------ Task data ------
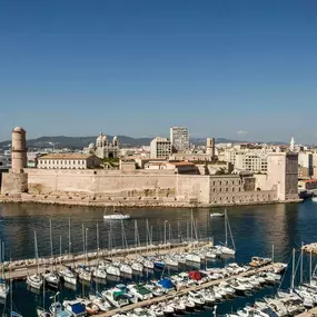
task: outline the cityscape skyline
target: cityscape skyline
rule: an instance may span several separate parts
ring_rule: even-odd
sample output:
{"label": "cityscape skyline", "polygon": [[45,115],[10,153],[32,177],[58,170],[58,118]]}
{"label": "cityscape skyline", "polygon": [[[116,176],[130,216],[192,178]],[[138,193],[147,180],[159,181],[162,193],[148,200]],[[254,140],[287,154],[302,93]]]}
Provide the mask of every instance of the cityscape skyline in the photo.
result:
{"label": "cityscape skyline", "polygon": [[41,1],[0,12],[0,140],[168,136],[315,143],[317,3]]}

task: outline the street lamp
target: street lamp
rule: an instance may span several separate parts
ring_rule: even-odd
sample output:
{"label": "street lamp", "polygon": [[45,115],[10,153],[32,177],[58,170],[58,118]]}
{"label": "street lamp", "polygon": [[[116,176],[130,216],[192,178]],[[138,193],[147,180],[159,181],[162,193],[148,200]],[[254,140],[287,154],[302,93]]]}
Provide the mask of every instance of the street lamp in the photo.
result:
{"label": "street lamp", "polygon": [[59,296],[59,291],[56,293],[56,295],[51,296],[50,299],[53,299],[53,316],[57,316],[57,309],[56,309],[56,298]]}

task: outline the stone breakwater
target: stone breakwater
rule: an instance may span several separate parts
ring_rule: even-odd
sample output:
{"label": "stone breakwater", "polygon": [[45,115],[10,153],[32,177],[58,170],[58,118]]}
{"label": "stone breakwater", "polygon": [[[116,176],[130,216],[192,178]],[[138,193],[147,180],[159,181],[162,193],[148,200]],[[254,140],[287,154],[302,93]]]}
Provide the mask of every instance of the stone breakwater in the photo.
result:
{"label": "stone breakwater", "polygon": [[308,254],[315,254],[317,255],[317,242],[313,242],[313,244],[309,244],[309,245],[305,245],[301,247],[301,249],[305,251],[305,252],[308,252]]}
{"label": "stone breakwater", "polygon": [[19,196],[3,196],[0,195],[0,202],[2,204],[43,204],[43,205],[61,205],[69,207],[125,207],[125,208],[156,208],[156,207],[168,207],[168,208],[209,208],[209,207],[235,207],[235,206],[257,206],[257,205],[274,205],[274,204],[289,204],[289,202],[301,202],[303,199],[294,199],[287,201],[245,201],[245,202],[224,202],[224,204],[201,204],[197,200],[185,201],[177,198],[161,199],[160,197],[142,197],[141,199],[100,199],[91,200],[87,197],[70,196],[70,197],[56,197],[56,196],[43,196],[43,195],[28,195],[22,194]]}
------
Reproduce everything from the line containing "task: outline the street lamp" down through the end of the records, reproducing each line unchanged.

task: outline the street lamp
target: street lamp
rule: an instance may span several separate parts
ring_rule: even-odd
sample output:
{"label": "street lamp", "polygon": [[45,115],[10,153],[32,177],[58,170],[58,118]]}
{"label": "street lamp", "polygon": [[[116,176],[130,216],[192,178]],[[138,193],[147,180],[159,181],[162,193],[148,200]],[[254,140],[287,154],[302,93]]]}
Provide the mask of every instance of the street lamp in the photo.
result:
{"label": "street lamp", "polygon": [[59,296],[59,291],[56,293],[56,295],[51,296],[50,299],[53,299],[53,316],[57,316],[57,309],[56,309],[56,298]]}

task: outline the stone breakwater
target: stone breakwater
rule: an instance may span several separate parts
ring_rule: even-odd
sample output:
{"label": "stone breakwater", "polygon": [[45,115],[10,153],[32,177],[58,170],[58,118]]}
{"label": "stone breakwater", "polygon": [[[116,176],[130,216],[192,178]],[[138,193],[147,180],[159,181],[162,193],[148,200]],[[254,140],[287,154],[302,93]]]}
Provide the mask of every instance of the stone breakwater in the photo.
result:
{"label": "stone breakwater", "polygon": [[308,254],[315,254],[317,255],[317,242],[313,242],[313,244],[309,244],[309,245],[305,245],[301,247],[301,249],[305,251],[305,252],[308,252]]}
{"label": "stone breakwater", "polygon": [[19,196],[3,196],[0,195],[0,202],[2,204],[43,204],[43,205],[61,205],[69,207],[125,207],[125,208],[156,208],[156,207],[168,207],[168,208],[209,208],[209,207],[235,207],[235,206],[257,206],[257,205],[274,205],[274,204],[289,204],[289,202],[301,202],[303,199],[294,199],[287,201],[245,201],[245,202],[224,202],[224,204],[201,204],[197,200],[185,201],[177,198],[161,199],[160,197],[142,197],[141,199],[100,199],[91,200],[87,197],[70,196],[70,197],[56,197],[56,196],[43,196],[43,195],[28,195],[22,194]]}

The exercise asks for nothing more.